* Estratto
------------------------------------------------------------
La tortura è infatti un’esperienza estrema in grado di provocare un ampio ventaglio di sofferenze fisiche e psicologiche. I sopravvissuti a questo tipo di trauma estremo presentano i più svariati sintomi: dalla ripetizione del trauma, al torpore emotivo; dalla dissociazione ai comportamenti di evitamento; E ancora, ipervigilanza, sintomi depressivi, senso di irreparabile, idee deliranti, allucinazioni uditive e visive; Inoltre, si riscontrano anche sintomi somatici, abuso di sostanze e alterazioni neurologiche.
------------------------------------------------------------
(Voci di dati archiviate)
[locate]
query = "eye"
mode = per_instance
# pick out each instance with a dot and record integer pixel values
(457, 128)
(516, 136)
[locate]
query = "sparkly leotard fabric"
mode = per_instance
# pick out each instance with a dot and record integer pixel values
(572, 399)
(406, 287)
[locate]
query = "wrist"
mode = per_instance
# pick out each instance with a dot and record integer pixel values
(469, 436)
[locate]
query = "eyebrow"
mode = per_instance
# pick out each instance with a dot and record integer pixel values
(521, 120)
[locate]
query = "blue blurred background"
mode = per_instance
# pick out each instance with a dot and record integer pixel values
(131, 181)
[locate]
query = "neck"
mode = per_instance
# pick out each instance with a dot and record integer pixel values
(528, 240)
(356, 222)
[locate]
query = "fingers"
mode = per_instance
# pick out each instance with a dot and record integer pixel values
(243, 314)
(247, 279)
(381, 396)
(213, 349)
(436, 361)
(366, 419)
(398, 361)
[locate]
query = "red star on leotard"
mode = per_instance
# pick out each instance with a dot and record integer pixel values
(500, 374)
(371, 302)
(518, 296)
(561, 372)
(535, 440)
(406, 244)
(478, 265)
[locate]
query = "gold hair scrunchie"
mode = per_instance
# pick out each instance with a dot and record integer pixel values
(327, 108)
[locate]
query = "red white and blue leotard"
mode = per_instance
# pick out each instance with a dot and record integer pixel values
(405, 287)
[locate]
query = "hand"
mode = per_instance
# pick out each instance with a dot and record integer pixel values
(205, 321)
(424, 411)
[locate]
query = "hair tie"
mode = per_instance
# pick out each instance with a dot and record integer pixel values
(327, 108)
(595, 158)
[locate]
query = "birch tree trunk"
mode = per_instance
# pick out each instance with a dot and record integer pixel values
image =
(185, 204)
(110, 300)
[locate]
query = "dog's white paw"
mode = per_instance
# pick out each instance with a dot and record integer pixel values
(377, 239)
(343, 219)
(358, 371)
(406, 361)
------------------------------------------------------------
* Compiti da svolgere
1. Riscrivi sotto forma di elenco il paragrafo dell'estratto che inizia con "La tortura è infatti", conservandone i fatti principali.
2. Secondo l'estratto, quali tipi di allucinazioni possono presentare i sopravvissuti alla tortura?
Le righe non hanno alcun ruolo in questo lavoro.

* Elenco risposte
1.
- La tortura è un'esperienza estrema che può provocare un ampio ventaglio di sofferenze fisiche e psicologiche.
- I sopravvissuti presentano sintomi molto vari: ripetizione del trauma, torpore emotivo, dissociazione, comportamenti di evitamento, ipervigilanza, sintomi depressivi, senso di irreparabile, idee deliranti, allucinazioni uditive e visive.
- Si riscontrano anche sintomi somatici, abuso di sostanze e alterazioni neurologiche.

2. Allucinazioni uditive e visive.